Stored data entries:
___
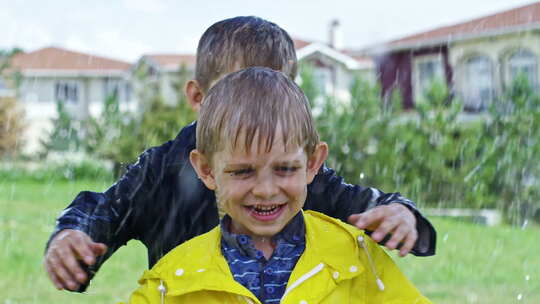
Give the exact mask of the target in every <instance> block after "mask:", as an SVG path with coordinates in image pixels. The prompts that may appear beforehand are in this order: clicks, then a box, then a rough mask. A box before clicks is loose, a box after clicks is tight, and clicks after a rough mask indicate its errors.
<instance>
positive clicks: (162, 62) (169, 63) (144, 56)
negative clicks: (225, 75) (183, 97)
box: [144, 39, 312, 69]
mask: <svg viewBox="0 0 540 304" xmlns="http://www.w3.org/2000/svg"><path fill="white" fill-rule="evenodd" d="M293 43H294V48H295V49H296V50H299V49H301V48H303V47H305V46H308V45H310V44H311V43H312V42H309V41H306V40H302V39H293ZM144 57H146V58H148V59H150V60H152V61H153V62H154V63H156V64H158V65H159V66H161V67H164V68H169V69H177V68H179V67H180V65H182V64H185V65H186V66H187V67H194V66H195V62H196V59H197V57H196V56H195V55H194V54H146V55H144Z"/></svg>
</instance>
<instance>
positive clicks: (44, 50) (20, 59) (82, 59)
mask: <svg viewBox="0 0 540 304" xmlns="http://www.w3.org/2000/svg"><path fill="white" fill-rule="evenodd" d="M130 66H131V64H130V63H128V62H124V61H120V60H114V59H109V58H105V57H100V56H95V55H90V54H85V53H80V52H74V51H70V50H66V49H63V48H58V47H46V48H42V49H39V50H36V51H33V52H29V53H19V54H16V55H14V56H13V57H12V58H11V61H10V67H11V68H14V69H18V70H21V71H23V72H25V71H51V70H54V71H67V72H76V71H79V72H98V73H99V72H105V71H108V72H115V71H116V72H123V71H127V70H128V69H129V68H130Z"/></svg>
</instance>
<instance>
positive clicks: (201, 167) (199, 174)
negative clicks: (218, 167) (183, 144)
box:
___
## YOUR TASK
Count the lines of the entries that contain the string "clicks", and report only the total.

## REPLY TO THE EXERCISE
6